Extrait de page:
****

# [ATI radeon] Acceleration 3D... comment ça marche ? [Résolu]

## Jean-Francois

Salut,

ça fait un petit moment que j'utilise mon PC avec une ATI radeon 9800 Pro, et je ne me suis jamais vraiment soucié de l'accélération 3D.

Vu la vitesse à laquelle tourne les screensavers 3D par rapport à quand j'avais une nvidia, j'ai pas de doute sur le fait que l'accélération 3D n'est pas exploitée.   :Embarassed: 

Ca semble confirmé par un 

/opt/ati/bin # ./fglrxinfo

display: :0.0  screen: 0

OpenGL vendor string: Mesa project: www.mesa3d.org

OpenGL renderer string: Mesa GLX Indirect

OpenGL version string: 1.3 Mesa 4.0.4

Il y a une doc Gentoo, mais pour les kernel 2.4.  :Sad: 

Est-ce que quelqu'un sait comment ça marche avec un 2.6 ?

****

Données:
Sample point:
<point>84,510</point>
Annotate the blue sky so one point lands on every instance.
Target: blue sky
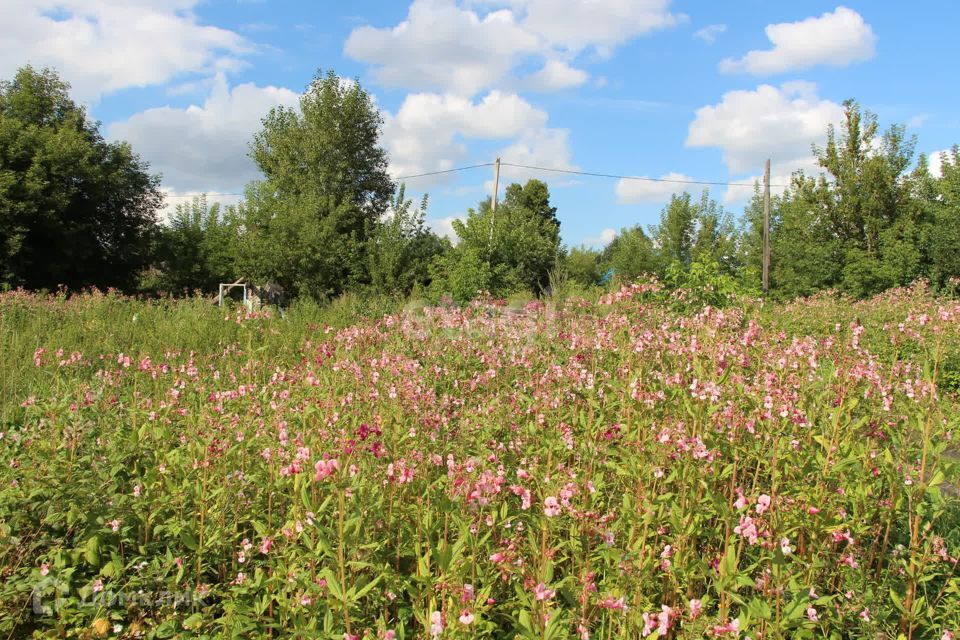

****

Exercice proposé A:
Répondez à ces questions sur le fil consacré à l'accélération 3D.
(i) Quelle carte graphique équipe le PC décrit ?
(ii) Quelle chaîne de version OpenGL la commande fglrxinfo affiche-t-elle ?
(iii) À quels noyaux la doc Gentoo mentionnée s'applique-t-elle ?
Exercice proposé B: Modifiez un passage du fil consacré à l'accélération 3D. Réécrivez-le en commençant aux mots « OpenGL vendor string: Mesa » et en vous arrêtant après « avec un 2.6 ? », avec « Gentoo » remplacé par « Debian ».

Réponse rédigée A:
(i) Une ATI radeon 9800 Pro.
(ii) 1.3 Mesa 4.0.4.
(iii) Aux kernel 2.4.

Réponse rédigée B:
OpenGL vendor string: Mesa project: www.mesa3d.org

OpenGL renderer string: Mesa GLX Indirect

OpenGL version string: 1.3 Mesa 4.0.4

Il y a une doc Debian, mais pour les kernel 2.4.  :Sad: 

Est-ce que quelqu'un sait comment ça marche avec un 2.6 ?